• [Texto de origem]
::::::
Para contrariar esta corrente, dediquei-me a recriar a saga da Expansão Portuguesa, cujos actantes se enquadram no cânone dos heróis épicos, reclamando para mim o papel de criadora de mitos literários, porque a literatura sem mitos seria uma arte muito árida, um corpo sem alma.

Mas será aceitável a um romancista efabular sobre um ser real, como Albuquerque e fazer dele um mito literário ou deverá cingir-se às regras da biografia histórica?
Usei de ambos os processos na construção das personagens do mundo virtual da minha escrita, segundo a minha concepção de romance histórico, muito próxima das fontes e de acordo com as características individuais do ser real cuja vida me propus recriar.
Concepção que nada tem a ver com a publicação desenfreada de ficção de baixíssima qualidade com rótulo de romance histórico, cujos autores pecam por um desconhecimento total de História, cometendo imperdoáveis incongruências, anacronismos e erros de palmatória, que prejudicam e aviltam um dos géneros mais nobres e exigentes da literatura.

Embora o romancista não deva estar sujeito ao colete-de-forças de fidelidade às fontes e aos documentos, próprio de quem está a escrever uma tese em História, tem o dever de ser fiel ao período ou época que trata, de usar do maior rigor na contextualização da vida e mentalidade das personagens, da linguagem às acções, nas descrições dos ambientes, lugares, usos, trajos, comidas, profissões ou divertimentos. E, sobretudo, não pode deturpar os factos nem cometer erros fora do tempo e dos costumes, porque se o fizer está a enganar, a trair um leitor que quer conhecer um assunto, mas não tem apetência por ler um tratado de História.
Literatura e História são indissociáveis, sendo o romance histórico, quando feito com seriedade e honestidade intelectual, o mais difícil e trabalhoso de todos os géneros literários, tanto mais que, além de divertir o leitor com uma intriga, deve aportar-lhe uma mais-valia em conhecimento sobre os sucessos de uma dada época.

Afonso de Albuquerque, logo após a sua morte, assume um estatuto de herói mítico, quer nos «Comentários de Afonso de Albuquerque», publicados pelo filho Brás, quer nas «Lendas da Índia», do seu escrivão Gaspar Correia, quer nas crónicas oficiais, ao ser glorificado como o Grande Cruzado (que queria arrasar Meca e roubar o corpo de Maomé), o Capitão-mor que pretendeu fechar os mares, o “Terríbil” Governador e Vice-Rei, que cometeu façanhas guerreiras à altura de um Agamemnon ou de um Alexandre, mas também mostrou traços de um ser humano de excepção, como raramente se encontra entre os detentores do poder.
::::::
• [Dados fornecidos]
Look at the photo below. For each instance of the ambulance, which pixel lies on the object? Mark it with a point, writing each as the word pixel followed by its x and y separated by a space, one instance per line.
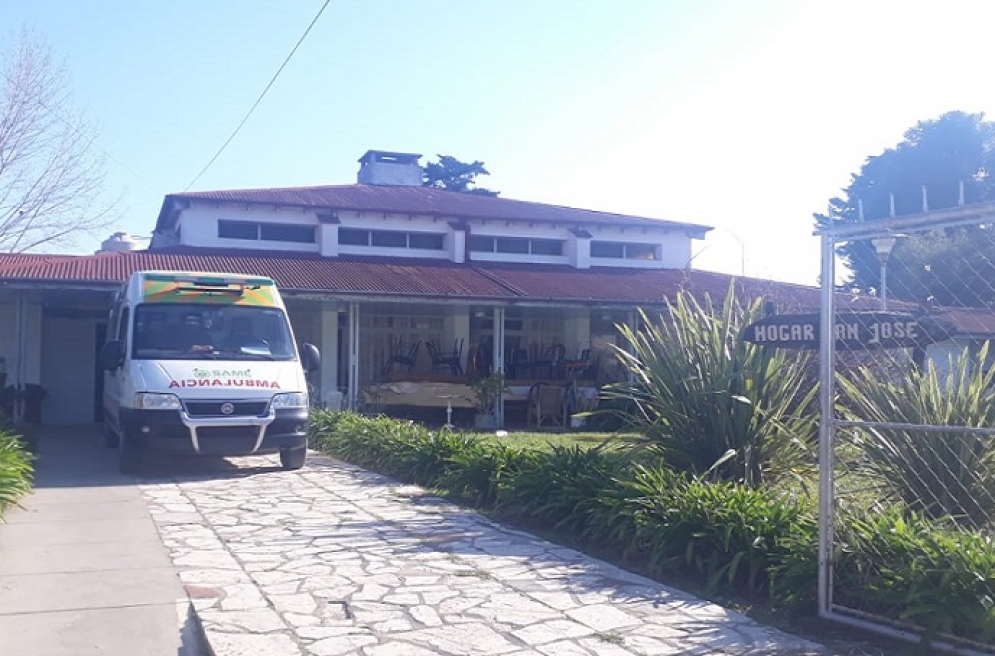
::::::
• [Tarefas a realizar]
a: Segundo o texto sobre o romance histórico, quem publicou os «Comentários de Afonso de Albuquerque»?
b: Reproduza fielmente o trecho do texto sobre o romance histórico que vai de "Literatura e História" até "uma dada época.".

• [Respostas resolvidas]
a: Foram publicados pelo filho dele, Brás.

b:
Literatura e História são indissociáveis, sendo o romance histórico, quando feito com seriedade e honestidade intelectual, o mais difícil e trabalhoso de todos os géneros literários, tanto mais que, além de divertir o leitor com uma intriga, deve aportar-lhe uma mais-valia em conhecimento sobre os sucessos de uma dada época.